### [Document section]
○ ○ ○ ○ ○
How much did H.P. Lovecraft actually know about real-world occult literature and practices?

Originally published at: How much did H.P. Lovecraft actually know about real-world occult literature and practices? | Boing Boing


How much did H.P. Lovecraft actually know about real-world occult literature and practices?

I really don’t care, considering the hardcore racism of both him and his work. :person_shrugging:


For me, watching Dr Justin Sledge discussing esoterica is like watching Adam Neely discussing music theory. The details are opaque for me; but I love the atmosphere of the exposition. I keep expecting to see a copy of the Tractate Middoth on the shelves behind Dr Sledge.


I know, I’ve seen apologists say, “Well, he was just a product of his time.”; however, at the time, his friends and colleagues commented on how racist he was; and even HP himself said how his xenophobia cut him off from the world. It really seems to have been pathological.


Oh, I love to see stuff like this. It’s interesting that the French seem to be the first to really cop to the importance of Lovecraft - they seemed to be decades ahead of general elite opinions in the U.S., anyway, and it’s nice to see someone doing a deep dive on this particular influence on Lovecraft.
○ ○ ○ ○ ○
### [Stated problem 1]
Answer these questions about the Lovecraft discussion:
(a) Watching Dr Justin Sledge discuss esoterica is compared to watching whom discuss what?
(b) Who commented on Lovecraft's racism in his own time?
(c) Which nationality seems to have been the first to recognize Lovecraft's importance?
### [Stated problem 2]
Write the next comment in the Lovecraft discussion, following its final comment above.
○ ○ ○ ○ ○
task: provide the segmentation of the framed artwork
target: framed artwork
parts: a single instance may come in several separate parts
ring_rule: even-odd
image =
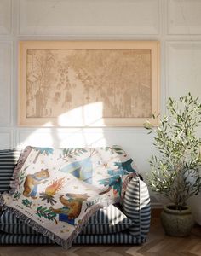
[[[19,44],[19,125],[158,125],[159,42]]]

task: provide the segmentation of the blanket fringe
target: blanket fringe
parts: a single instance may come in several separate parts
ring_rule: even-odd
[[[14,192],[16,190],[16,189],[19,185],[18,174],[19,174],[20,171],[21,170],[24,163],[26,162],[26,160],[27,159],[27,156],[29,155],[29,154],[32,148],[33,148],[31,146],[26,147],[24,151],[20,155],[16,167],[14,169],[14,173],[11,177],[11,181],[10,181],[10,184],[9,184],[11,189],[9,192],[9,195],[13,195]]]
[[[52,233],[49,230],[42,227],[40,224],[38,224],[36,221],[30,219],[27,216],[26,216],[24,213],[21,213],[17,209],[14,209],[11,207],[8,207],[4,205],[4,200],[3,196],[0,195],[0,203],[3,204],[3,210],[7,210],[9,212],[13,213],[14,216],[16,216],[20,221],[22,221],[24,224],[29,225],[32,230],[41,233],[44,236],[49,237],[49,239],[55,241],[58,245],[60,245],[64,249],[68,249],[72,247],[72,244],[73,242],[73,240],[79,235],[79,233],[85,228],[85,226],[88,224],[89,218],[93,216],[97,211],[100,209],[108,207],[112,201],[106,201],[106,204],[98,204],[95,205],[93,208],[91,208],[84,216],[84,218],[82,219],[82,222],[78,224],[75,229],[75,230],[72,233],[72,235],[68,237],[67,241],[64,240],[55,234]],[[112,201],[112,203],[117,203],[118,201]]]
○ ○ ○ ○ ○
### [Task result 1]
(a) Adam Neely discussing music theory.
(b) His friends and colleagues.
(c) The French.

### [Task result 2]
Way back during uni (and during high school, a bit), I’d get the brush-off from the self-professed literati when trying to write about him as a topic. A high school teacher told me to pick another topic, because she was not familiar with the topic - I kind of thought that was the point of writing about a topic, but okay. And this was a class dealing with literature.

As a frosh, one professor screwed up his face in utter contempt, LOL. The only professor that seemed keen on him was a professor that was commenting/grading my paper in which I compared the writing of King, Poe and Lovecraft. Maybe it was the contrast to King - being a person who was quite well-read, he was not a fan of King, LOL.


Whoa. Lovecraft was a racist?! :astonished: Who knew?

I mean, besides people in every single comment thread under any article that even alluded to his name in the history of the internet?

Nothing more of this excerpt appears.